### Provided passage

Enough targets have been identified. It’s time to take a look. Last evening, Ballard gave the order to pull bottom-scanning sonar “fish” and drop Argus—the eyes of the expedition.

By 10:00 p.m. the DSL-120 is on deck. At 1:50 a.m. Argus—the camera-equipped remotely operated imaging vehicle (ROV)—is launched.

Despite the hour there’s a palpable buzz in the air: finally a chance to peer into the depths of the Black Sea. It seems as if the entire expedition team is crammed into the mission control room. Three large video monitors display a live feed from Argus’s video cameras.

Zooplankton, illuminated by the ROV’s lights, drifts like snow across the green-hued monitor display of the sea as Argus sinks slowly toward the sea-floor. What will be revealed?

“O.K. We’re heading right toward the target. Altitude 40 meters,” says ROV engineer Craig Elder.

The team zeroes in on its first target, a nebulous feature barely discernible on the sea-floor. Institute for Exploration oceanographer Dwight Coleman would later describe the target this way: “It was interesting, but we weren’t quite sure what to make of it.”

The team documents the site with a mosaic of digital images, then moves on to eyeball the next target. The process repeats itself again at a third target.

Sometime around 5:00 a.m. the sonar fails on Argus. It’s a significant set-back. Without Argus’s 100-meter distance vision, the team is reduced to visually searching for targets through the ROV’s video cameras. ROV engineer Dave Wright later likens it to groping around in the dark with an outstretched arm. But for now, that’s all the expedition team can do.

Eventually the order to yank Argus is given. By 8:30 a.m. the ROV sits on the fantail of the Northern Horizon. Despite the equipment failure, the consensus among the crew is that Argus—fresh off the shelf and relatively untested—has performed admirably to date.

Down in the lower-deck mess hall Ballard strides in for breakfast after the long night’s work, booming good-naturedly, “No sonar? No sonar? That sucks.”

I ask Jim Newman, the developer and builder of Argus, what happened to the ROV’s sonar unit. “It leaked,” he said. “Pretty fundamental problem.”

At present, the team works to restore its vision.

### Stored records
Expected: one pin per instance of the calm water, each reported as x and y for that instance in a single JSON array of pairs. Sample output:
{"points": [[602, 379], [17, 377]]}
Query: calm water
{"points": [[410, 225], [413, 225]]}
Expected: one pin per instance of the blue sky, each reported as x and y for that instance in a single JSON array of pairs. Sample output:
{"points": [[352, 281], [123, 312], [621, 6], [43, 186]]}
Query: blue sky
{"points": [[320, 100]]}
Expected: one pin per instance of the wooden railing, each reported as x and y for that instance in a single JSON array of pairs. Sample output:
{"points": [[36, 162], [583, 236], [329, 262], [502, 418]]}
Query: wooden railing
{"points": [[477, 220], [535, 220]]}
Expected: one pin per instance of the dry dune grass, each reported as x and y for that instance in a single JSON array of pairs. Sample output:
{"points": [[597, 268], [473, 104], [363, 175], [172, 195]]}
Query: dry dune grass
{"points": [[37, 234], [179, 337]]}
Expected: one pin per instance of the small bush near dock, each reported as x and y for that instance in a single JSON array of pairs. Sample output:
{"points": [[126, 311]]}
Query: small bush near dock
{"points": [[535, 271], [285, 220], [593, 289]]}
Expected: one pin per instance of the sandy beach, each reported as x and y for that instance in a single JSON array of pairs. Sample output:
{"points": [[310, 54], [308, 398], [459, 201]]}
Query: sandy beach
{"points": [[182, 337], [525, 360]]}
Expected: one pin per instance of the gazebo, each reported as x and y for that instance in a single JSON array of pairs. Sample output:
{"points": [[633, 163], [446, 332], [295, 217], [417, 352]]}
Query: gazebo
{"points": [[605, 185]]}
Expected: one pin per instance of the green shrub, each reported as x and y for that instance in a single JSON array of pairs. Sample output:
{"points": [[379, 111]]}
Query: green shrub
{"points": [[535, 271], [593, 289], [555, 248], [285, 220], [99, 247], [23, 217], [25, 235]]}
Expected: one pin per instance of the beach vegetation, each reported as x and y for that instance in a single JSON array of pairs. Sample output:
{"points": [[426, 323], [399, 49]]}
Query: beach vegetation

### Exercises to complete
1. According to the Black Sea expedition account, what did Jim Newman say happened to the sonar unit on Argus?
2. Carry on the Black Sea expedition account from its final sentence.

### Outputs by task
1. He said it leaked.

2.
Dispatch 7: New Targets

Yesterday’s problem has led to today’s promise. Two days ago, the sonar unit on Argus, the expedition team’s remotely operated imaging vehicle flooded. The team has since gamely tried to visually inspect targets. But they’ve been harder to find with the near-sighted ROV.

So Ballard changes tact. Yesterday, he ordered the team to re-deploy the DSL-120, the side-scan sonar “fish.”

Why? While reviewing sonar sea-floor map data gathered during the team’s initial survey, Ballard glimpsed another ancient river channel.

It lies at the far eastern edge of the expedition’s permitted survey area. Ballard hopes to map this ancient feature. Perhaps signs of ancient settlement will be found there.

At 3:55 a.m. this morning the sonar display in the control room begins to light up with targets. Data-logger Sam McMurtry later tells me that over the next hour and a half a constellation of 30-odd targets over a 22-kilometer survey area are identified. Could this be a large-scale settlement?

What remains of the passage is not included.